§ **INSTRUCTIONS FOR THE TASK**: Report every line of the data below that contains the string "black". Case counts, so only exact lowercase matches qualify.

--- START DATA SHOWN ---

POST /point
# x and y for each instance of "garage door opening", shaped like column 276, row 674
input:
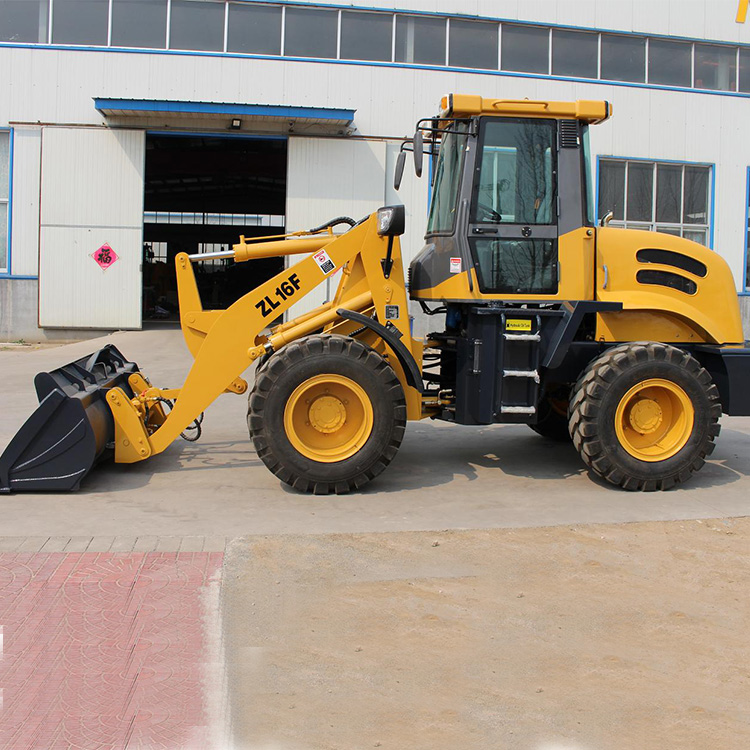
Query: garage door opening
column 201, row 194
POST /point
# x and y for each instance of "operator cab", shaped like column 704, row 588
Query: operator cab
column 510, row 198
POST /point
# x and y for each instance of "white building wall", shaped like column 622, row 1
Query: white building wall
column 92, row 195
column 54, row 86
column 27, row 154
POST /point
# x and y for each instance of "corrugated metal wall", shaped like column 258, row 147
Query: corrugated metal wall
column 92, row 194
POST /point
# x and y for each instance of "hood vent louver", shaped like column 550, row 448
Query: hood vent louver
column 569, row 137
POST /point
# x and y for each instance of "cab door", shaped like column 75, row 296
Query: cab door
column 522, row 244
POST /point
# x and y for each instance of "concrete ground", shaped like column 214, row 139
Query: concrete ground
column 485, row 591
column 444, row 476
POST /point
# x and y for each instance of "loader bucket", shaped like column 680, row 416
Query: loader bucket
column 71, row 430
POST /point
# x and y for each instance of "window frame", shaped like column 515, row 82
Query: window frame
column 739, row 49
column 6, row 271
column 682, row 226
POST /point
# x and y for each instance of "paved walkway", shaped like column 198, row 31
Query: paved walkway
column 106, row 643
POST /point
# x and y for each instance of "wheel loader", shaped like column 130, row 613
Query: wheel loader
column 627, row 342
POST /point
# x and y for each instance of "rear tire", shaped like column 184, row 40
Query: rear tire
column 326, row 414
column 644, row 416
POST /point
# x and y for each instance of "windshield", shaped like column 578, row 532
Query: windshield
column 447, row 180
column 516, row 182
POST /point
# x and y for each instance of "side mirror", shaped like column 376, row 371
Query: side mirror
column 418, row 152
column 398, row 173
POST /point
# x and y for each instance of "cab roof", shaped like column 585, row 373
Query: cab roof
column 468, row 105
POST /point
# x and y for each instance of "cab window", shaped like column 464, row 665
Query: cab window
column 516, row 168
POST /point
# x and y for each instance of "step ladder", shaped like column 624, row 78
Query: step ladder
column 520, row 348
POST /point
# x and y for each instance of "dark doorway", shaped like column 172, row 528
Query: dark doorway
column 202, row 193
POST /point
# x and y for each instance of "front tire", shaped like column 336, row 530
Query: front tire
column 326, row 414
column 644, row 416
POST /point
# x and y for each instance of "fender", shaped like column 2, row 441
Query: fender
column 392, row 337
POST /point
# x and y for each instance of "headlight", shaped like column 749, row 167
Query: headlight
column 391, row 221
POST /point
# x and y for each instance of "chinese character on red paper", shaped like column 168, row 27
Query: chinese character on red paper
column 105, row 256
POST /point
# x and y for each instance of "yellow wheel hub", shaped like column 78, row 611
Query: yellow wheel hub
column 328, row 418
column 654, row 420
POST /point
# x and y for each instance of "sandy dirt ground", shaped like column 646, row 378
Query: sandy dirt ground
column 630, row 636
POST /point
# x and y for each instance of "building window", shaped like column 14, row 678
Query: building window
column 310, row 32
column 4, row 195
column 24, row 21
column 657, row 196
column 575, row 53
column 420, row 39
column 473, row 44
column 715, row 67
column 623, row 58
column 80, row 22
column 669, row 62
column 745, row 70
column 366, row 36
column 194, row 24
column 139, row 23
column 254, row 28
column 525, row 49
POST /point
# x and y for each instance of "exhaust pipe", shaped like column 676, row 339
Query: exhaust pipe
column 71, row 430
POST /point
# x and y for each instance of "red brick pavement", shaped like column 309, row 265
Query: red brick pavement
column 103, row 650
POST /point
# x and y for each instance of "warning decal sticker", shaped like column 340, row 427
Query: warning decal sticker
column 324, row 262
column 105, row 256
column 518, row 325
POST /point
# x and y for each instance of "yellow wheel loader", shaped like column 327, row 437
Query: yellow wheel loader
column 628, row 342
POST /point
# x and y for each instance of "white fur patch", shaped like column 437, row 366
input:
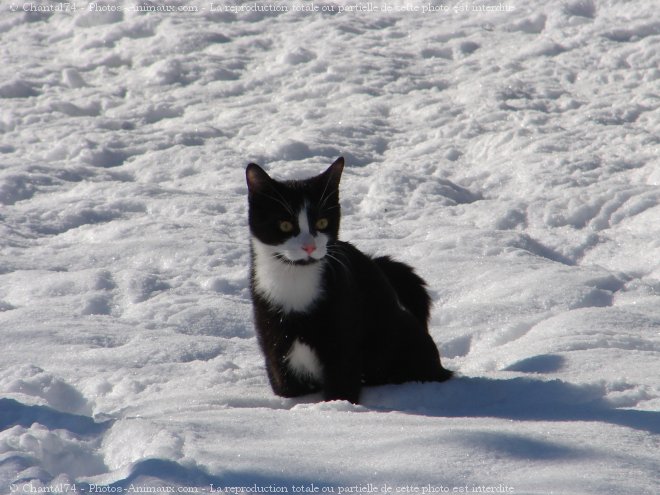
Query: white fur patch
column 290, row 287
column 303, row 361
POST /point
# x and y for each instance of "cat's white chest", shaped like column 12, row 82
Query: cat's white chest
column 303, row 361
column 287, row 286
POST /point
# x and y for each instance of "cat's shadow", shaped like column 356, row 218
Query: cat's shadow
column 518, row 398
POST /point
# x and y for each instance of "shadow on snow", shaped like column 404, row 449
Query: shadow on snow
column 523, row 399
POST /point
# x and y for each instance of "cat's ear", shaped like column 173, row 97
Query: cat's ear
column 333, row 174
column 257, row 178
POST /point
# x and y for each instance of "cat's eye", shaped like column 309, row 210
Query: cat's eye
column 286, row 226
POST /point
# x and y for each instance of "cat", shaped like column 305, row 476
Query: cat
column 328, row 317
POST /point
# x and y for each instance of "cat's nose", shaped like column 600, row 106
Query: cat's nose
column 309, row 248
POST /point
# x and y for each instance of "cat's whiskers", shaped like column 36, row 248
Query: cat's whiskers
column 335, row 255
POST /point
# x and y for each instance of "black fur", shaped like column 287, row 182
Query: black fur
column 370, row 325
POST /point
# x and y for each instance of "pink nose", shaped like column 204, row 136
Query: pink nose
column 309, row 248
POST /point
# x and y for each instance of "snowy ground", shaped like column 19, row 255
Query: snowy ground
column 512, row 157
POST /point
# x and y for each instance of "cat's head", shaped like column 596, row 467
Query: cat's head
column 294, row 221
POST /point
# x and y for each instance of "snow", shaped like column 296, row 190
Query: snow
column 511, row 156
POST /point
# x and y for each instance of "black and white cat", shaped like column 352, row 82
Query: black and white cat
column 328, row 316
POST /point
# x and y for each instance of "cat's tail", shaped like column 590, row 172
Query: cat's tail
column 410, row 288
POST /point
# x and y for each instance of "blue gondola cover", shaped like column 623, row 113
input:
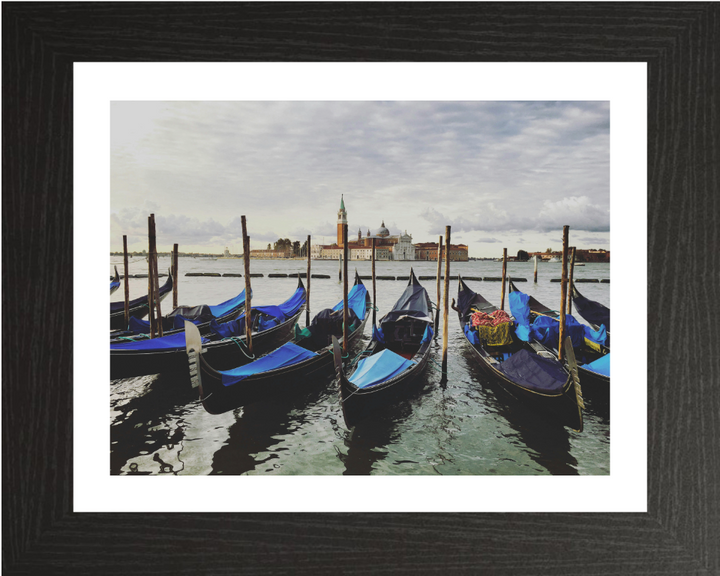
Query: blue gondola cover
column 195, row 314
column 520, row 309
column 378, row 368
column 600, row 366
column 286, row 355
column 534, row 372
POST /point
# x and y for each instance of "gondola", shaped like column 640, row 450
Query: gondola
column 225, row 346
column 138, row 307
column 201, row 315
column 394, row 359
column 115, row 284
column 592, row 312
column 307, row 356
column 531, row 375
column 592, row 352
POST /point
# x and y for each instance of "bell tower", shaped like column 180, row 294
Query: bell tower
column 342, row 220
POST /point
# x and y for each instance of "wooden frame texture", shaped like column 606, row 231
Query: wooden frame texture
column 680, row 533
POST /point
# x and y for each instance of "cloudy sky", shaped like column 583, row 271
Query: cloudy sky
column 502, row 174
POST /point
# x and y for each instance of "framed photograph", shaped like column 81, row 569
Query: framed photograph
column 72, row 72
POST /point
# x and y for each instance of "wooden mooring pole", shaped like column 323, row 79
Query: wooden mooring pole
column 151, row 296
column 248, row 308
column 502, row 293
column 126, row 280
column 572, row 270
column 446, row 304
column 155, row 276
column 373, row 275
column 307, row 299
column 175, row 274
column 345, row 291
column 563, row 293
column 439, row 300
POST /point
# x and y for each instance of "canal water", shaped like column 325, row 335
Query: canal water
column 465, row 426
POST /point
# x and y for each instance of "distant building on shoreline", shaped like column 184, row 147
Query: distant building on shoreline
column 387, row 246
column 428, row 251
column 590, row 255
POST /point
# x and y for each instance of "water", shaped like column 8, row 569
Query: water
column 466, row 426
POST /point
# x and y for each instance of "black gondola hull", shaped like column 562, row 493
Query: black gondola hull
column 561, row 408
column 359, row 404
column 217, row 398
column 223, row 354
column 138, row 307
column 564, row 407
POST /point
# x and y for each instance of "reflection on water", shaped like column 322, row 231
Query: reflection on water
column 463, row 425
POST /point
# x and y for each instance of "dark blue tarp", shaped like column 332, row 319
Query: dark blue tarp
column 472, row 335
column 116, row 307
column 413, row 302
column 286, row 355
column 591, row 311
column 220, row 310
column 278, row 315
column 529, row 370
column 195, row 314
column 378, row 368
column 226, row 329
column 600, row 366
column 164, row 343
column 547, row 331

--- END DATA SHOWN ---

§ **PROBLEM SOLUTION**:
# x and y for each instance of "black fur", shaped like column 287, row 182
Query: black fur
# x and y for each instance of "black and white cat", shaped like column 352, row 82
Query: black and white cat
# x and y for each instance of "black gondola hull", shaped like column 562, row 493
Query: black gondola hull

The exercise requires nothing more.